**Instructions for the task:**
Without the pictures, print the lines from the one holding "Could you point out the red ribbon bow" through the last line below, both included, exactly as they stand.

Point-per-instance localization data:
== Segment start ==
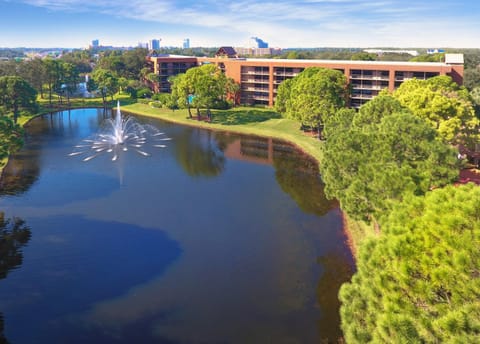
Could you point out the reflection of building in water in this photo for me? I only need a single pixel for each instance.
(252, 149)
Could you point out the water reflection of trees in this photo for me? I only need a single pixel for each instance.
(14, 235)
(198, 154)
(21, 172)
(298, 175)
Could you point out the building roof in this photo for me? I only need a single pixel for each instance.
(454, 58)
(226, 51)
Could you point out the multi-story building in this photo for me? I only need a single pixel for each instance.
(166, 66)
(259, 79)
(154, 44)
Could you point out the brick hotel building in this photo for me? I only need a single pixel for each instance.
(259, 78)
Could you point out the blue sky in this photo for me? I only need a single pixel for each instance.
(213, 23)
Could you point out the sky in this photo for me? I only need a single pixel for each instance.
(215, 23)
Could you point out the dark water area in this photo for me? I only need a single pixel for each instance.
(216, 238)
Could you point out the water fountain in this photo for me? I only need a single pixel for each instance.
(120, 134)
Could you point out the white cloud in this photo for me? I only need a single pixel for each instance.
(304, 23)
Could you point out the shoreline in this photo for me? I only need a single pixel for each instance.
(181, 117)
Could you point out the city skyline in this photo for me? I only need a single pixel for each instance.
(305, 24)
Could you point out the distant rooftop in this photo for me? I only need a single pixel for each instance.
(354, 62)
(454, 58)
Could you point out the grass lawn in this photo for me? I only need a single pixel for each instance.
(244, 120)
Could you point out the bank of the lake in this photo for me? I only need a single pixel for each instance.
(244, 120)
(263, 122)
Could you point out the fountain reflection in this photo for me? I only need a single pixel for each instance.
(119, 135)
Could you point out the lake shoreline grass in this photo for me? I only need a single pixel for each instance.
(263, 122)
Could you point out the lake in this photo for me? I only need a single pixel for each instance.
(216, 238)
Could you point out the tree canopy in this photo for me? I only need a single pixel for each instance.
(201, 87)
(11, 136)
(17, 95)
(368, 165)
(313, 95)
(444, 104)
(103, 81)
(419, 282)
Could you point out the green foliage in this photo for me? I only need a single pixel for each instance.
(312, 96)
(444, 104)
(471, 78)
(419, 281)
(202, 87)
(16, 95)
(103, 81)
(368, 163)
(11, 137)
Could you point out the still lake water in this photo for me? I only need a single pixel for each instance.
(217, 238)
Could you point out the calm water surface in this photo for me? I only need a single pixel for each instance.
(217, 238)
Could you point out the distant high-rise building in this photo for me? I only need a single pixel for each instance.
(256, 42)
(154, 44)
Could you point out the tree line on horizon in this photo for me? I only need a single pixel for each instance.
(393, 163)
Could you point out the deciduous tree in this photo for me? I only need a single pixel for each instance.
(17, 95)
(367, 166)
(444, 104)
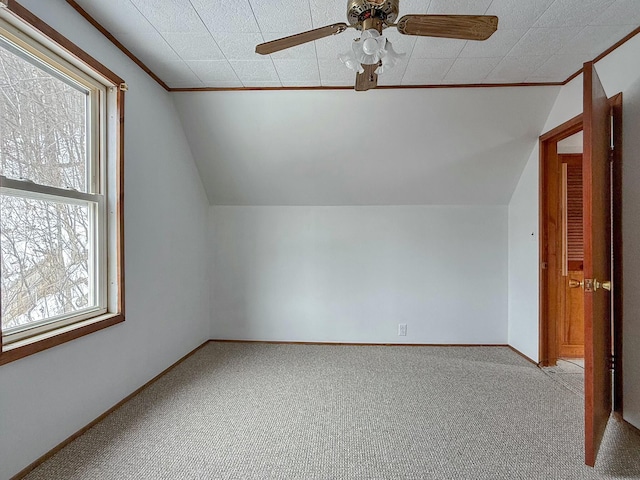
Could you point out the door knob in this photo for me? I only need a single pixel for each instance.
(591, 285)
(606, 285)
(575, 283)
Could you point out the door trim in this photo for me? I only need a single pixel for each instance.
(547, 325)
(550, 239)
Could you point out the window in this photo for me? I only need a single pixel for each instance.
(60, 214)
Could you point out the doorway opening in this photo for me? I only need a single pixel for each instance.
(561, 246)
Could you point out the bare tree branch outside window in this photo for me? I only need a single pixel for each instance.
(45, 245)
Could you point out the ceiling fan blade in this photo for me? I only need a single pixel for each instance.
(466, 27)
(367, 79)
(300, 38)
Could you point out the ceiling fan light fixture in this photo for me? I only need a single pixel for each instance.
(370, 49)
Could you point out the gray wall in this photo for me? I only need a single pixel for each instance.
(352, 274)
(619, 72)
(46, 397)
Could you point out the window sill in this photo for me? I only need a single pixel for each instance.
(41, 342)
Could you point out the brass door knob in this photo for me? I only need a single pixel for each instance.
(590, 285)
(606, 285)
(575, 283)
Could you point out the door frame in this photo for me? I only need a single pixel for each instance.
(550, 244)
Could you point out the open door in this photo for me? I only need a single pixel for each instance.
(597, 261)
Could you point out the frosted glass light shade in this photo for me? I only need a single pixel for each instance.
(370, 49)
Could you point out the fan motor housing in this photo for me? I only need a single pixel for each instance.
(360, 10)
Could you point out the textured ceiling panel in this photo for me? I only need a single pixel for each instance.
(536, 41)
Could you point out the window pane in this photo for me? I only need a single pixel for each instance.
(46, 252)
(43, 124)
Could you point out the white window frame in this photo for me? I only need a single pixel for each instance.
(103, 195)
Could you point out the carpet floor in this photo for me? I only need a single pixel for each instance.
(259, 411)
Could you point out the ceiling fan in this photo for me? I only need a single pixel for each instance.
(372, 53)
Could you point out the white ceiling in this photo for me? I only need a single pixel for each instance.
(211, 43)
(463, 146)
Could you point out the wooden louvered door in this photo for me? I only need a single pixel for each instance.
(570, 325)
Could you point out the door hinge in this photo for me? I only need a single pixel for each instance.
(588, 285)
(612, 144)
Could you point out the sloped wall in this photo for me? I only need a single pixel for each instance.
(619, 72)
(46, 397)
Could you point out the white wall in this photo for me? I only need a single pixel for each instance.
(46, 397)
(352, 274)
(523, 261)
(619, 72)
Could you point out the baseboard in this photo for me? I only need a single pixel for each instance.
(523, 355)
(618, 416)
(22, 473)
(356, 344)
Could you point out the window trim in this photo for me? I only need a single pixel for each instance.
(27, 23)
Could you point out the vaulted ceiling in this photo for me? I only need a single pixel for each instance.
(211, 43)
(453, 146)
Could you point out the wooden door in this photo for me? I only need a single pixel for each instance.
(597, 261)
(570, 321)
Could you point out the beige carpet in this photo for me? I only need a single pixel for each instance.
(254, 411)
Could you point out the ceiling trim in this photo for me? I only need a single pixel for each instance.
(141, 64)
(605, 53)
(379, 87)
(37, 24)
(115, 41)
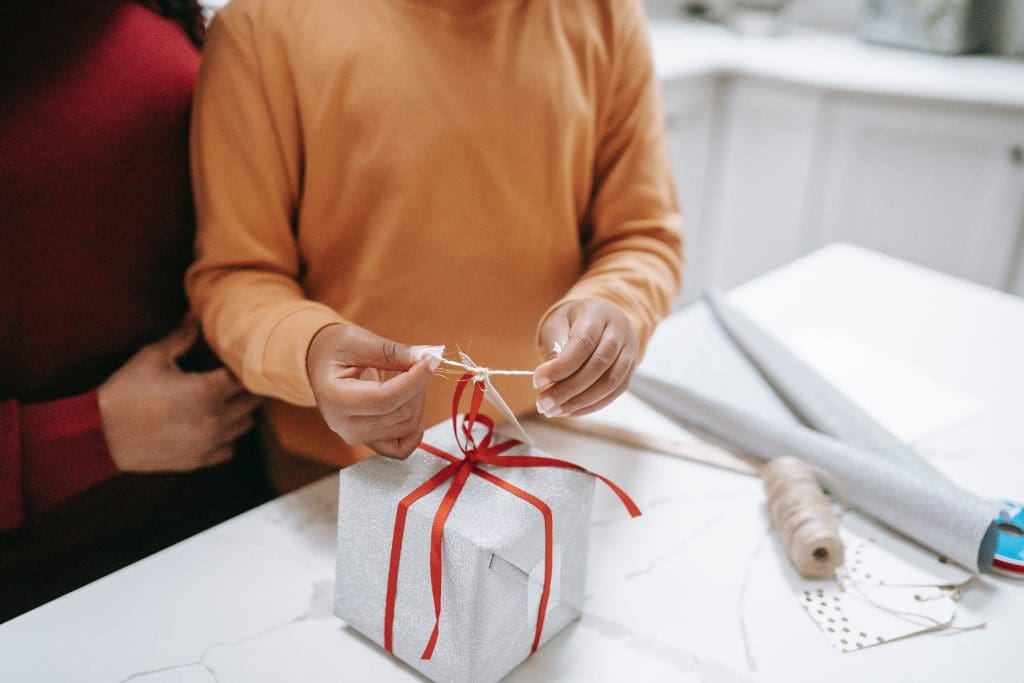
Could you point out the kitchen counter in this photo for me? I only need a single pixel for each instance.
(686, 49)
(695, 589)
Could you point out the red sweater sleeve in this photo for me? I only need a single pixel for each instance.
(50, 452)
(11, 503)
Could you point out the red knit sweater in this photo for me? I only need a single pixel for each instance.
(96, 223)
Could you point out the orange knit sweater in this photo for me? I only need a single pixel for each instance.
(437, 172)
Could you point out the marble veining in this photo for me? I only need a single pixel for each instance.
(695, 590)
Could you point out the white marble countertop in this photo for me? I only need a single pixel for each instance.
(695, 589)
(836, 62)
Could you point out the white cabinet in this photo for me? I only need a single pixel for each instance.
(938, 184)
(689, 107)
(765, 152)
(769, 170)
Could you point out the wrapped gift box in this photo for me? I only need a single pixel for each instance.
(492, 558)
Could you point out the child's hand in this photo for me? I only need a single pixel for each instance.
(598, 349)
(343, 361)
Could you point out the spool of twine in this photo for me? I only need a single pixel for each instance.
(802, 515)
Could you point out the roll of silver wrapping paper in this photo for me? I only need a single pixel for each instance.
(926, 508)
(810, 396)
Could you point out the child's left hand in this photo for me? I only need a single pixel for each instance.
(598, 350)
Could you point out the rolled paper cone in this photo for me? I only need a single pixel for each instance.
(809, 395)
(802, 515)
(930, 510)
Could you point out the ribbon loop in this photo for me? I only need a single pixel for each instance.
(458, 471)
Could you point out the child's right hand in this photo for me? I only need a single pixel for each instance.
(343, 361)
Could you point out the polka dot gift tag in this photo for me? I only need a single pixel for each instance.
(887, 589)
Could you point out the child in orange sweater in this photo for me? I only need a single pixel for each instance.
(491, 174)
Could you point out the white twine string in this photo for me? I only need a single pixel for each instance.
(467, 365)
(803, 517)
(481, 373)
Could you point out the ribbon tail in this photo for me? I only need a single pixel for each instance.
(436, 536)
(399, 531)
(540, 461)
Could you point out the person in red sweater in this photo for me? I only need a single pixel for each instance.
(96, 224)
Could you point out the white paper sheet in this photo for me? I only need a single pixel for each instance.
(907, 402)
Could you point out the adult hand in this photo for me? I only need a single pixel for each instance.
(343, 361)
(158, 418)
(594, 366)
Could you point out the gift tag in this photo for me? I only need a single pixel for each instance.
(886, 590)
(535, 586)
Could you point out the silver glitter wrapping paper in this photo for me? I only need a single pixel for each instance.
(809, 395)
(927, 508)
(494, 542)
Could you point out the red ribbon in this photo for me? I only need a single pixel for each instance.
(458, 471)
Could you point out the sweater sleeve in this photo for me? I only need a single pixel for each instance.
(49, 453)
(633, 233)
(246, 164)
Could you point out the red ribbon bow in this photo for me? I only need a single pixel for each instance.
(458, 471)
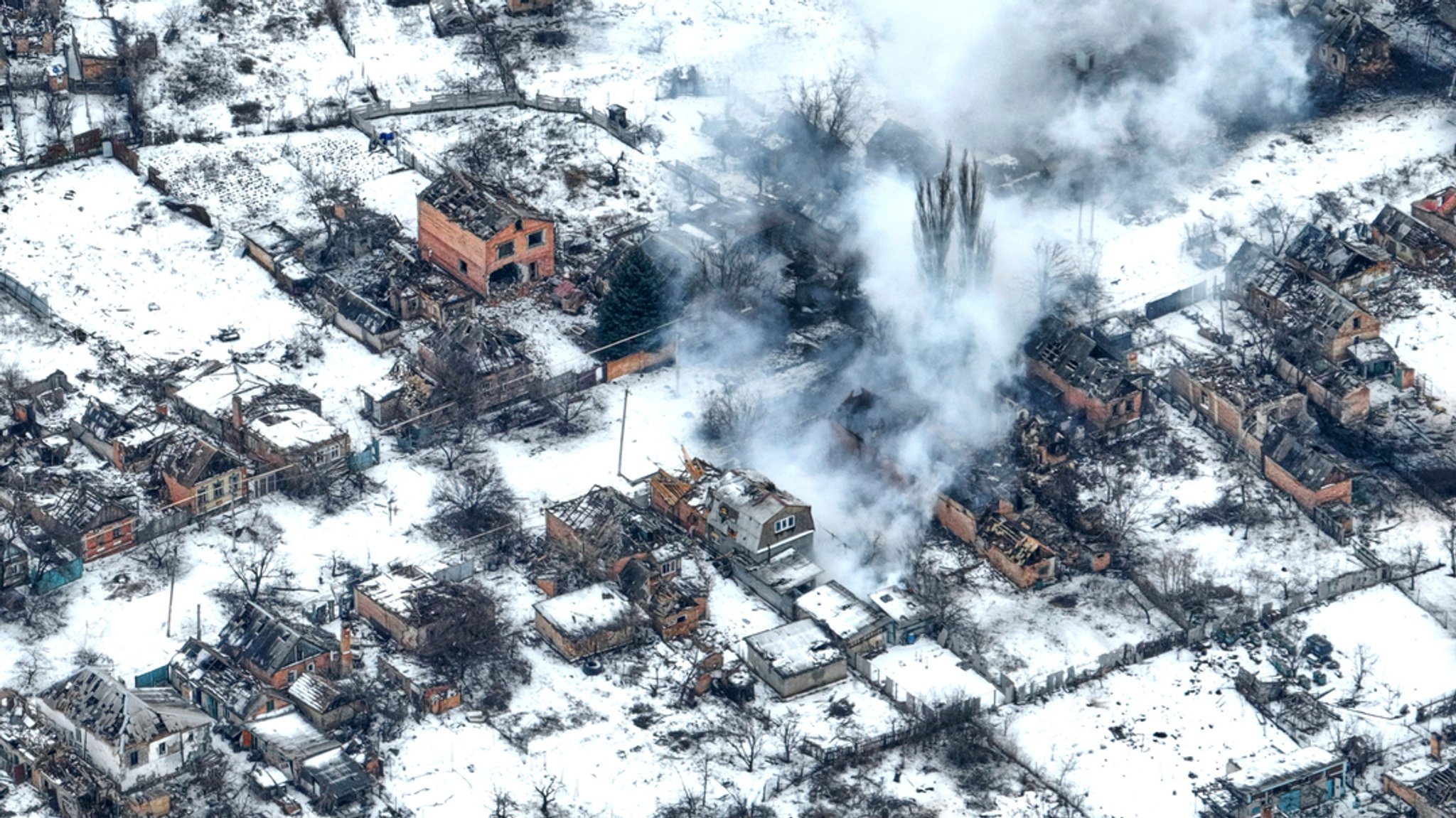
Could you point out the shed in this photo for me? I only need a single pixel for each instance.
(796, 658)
== Segment end ==
**Exercise solution:**
Could you point out the red ribbon bow in this photo for me? I only need a single pixel for each instance.
(458, 471)
Could you point out the shed in this photo for me? I only need a single pixel for each instance.
(796, 658)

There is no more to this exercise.